» Written tasks
1. Update the conda error thread by rewriting the part that opens with the words containing "I am using the" and closes with "I resolve this?", changing "HPC system" to "computing cluster".
2. What conda version does the output of "conda info" in the conda error thread report?

----- Selected excerpt -----

Setting up environment for RNASeq on university HPCC CondaHTTPError: HTTP 000 CONNECTION FAILED
0
0
Entering edit mode
3.9 years ago
$ conda install -c bioconda fastqc
Collecting package metadata (current_repodata.json): failed

CondaHTTPError: HTTP 000 CONNECTION FAILED for url <https://conda.anaconda.org/bioconda/linux-64/current_repodata.json>
Elapsed: -

An HTTP error occurred when trying to retrieve this URL.
HTTP errors are often intermittent, and a simple retry will get you on your way.
ConnectionError(MaxRetryError("HTTPSConnectionPool(host='conda.anaconda.org', port=443): Max retries exceeded with url: /bioconda/linux-64/current_repodata.json (Caused by NewConnectionError('<urllib3.connection.VerifiedHTTPSConnection object="" at="" 0x7fe37c3ff050="">: Failed to establish a new connection: [Errno 101] Network is unreachable'))"))

I am using the university's HPC system (details of it below) for RNASeq. However, as you can see above, I cannot download packages due to CondaHTTPError. How can I resolve this?

$ conda info

     active environment : None
       user config file : /home/mhnidhi2/.condarc
 populated config files : /home/mhnidhi2/.condarc
          conda version : 4.7.12
    conda-build version : 3.18.9
         python version : 3.7.4.final.0
       virtual packages : 
       base environment : /opt/ohpc/pub/anaconda3  (read only)

----- Extracted entries -----

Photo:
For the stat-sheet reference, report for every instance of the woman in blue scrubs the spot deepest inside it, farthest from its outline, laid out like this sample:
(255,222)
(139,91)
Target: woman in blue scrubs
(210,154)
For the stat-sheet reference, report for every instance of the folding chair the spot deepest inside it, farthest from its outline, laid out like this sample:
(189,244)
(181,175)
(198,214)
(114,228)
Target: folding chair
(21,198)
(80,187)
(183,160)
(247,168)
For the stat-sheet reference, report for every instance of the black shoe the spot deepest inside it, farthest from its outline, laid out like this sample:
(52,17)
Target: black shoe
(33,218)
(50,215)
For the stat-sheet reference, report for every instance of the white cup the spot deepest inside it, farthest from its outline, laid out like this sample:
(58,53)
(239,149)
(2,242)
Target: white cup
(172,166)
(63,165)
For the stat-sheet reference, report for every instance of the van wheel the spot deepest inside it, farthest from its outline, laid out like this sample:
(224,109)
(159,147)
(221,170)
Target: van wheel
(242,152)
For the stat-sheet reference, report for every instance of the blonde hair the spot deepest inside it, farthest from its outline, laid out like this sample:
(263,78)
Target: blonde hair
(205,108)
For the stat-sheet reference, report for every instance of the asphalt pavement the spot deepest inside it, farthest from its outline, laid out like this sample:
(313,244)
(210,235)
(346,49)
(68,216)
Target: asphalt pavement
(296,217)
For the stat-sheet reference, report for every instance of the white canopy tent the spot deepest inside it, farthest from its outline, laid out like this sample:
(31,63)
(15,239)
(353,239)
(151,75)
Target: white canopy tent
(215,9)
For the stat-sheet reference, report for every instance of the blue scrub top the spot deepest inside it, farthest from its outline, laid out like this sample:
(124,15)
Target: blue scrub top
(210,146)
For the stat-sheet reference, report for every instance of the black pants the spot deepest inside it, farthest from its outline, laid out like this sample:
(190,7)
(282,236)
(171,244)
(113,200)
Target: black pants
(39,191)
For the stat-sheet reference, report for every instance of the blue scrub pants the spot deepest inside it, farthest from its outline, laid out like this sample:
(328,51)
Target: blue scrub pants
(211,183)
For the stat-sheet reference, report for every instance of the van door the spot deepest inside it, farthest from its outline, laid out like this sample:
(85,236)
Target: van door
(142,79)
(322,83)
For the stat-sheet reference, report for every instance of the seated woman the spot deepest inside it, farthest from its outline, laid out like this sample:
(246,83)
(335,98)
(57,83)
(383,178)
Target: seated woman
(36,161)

-----
----- Extracted entries -----

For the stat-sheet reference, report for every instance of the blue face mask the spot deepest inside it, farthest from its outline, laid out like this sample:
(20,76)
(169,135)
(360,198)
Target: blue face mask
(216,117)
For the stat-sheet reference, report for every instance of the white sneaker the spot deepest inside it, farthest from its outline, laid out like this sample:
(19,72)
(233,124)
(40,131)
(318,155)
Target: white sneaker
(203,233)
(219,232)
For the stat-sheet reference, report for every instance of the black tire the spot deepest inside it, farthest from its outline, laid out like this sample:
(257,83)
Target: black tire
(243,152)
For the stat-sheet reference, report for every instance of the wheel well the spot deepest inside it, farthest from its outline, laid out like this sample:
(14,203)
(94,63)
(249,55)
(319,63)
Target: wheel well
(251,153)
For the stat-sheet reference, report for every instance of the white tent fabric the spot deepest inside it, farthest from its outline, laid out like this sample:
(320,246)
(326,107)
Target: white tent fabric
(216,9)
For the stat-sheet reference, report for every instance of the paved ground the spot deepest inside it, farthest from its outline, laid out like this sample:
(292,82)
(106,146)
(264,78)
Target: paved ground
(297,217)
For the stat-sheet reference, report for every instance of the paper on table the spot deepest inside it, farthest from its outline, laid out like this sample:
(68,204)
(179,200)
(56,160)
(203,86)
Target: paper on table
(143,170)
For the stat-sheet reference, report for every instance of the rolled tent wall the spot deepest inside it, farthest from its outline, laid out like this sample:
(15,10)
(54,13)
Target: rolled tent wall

-----
----- Extracted entries -----

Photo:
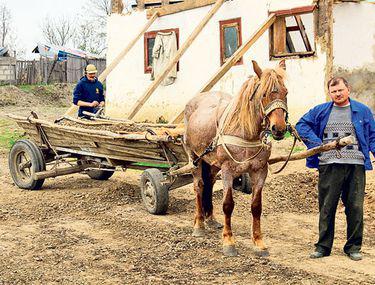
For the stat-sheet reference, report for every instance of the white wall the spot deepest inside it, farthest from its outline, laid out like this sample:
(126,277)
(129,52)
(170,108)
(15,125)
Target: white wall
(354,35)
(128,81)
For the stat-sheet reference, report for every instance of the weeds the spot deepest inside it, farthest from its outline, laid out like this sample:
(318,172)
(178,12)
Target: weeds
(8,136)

-----

» The results
1.
I am using the university's computing cluster (details of it below) for RNASeq. However, as you can see above, I cannot download packages due to CondaHTTPError. How can I resolve this?

2. 4.7.12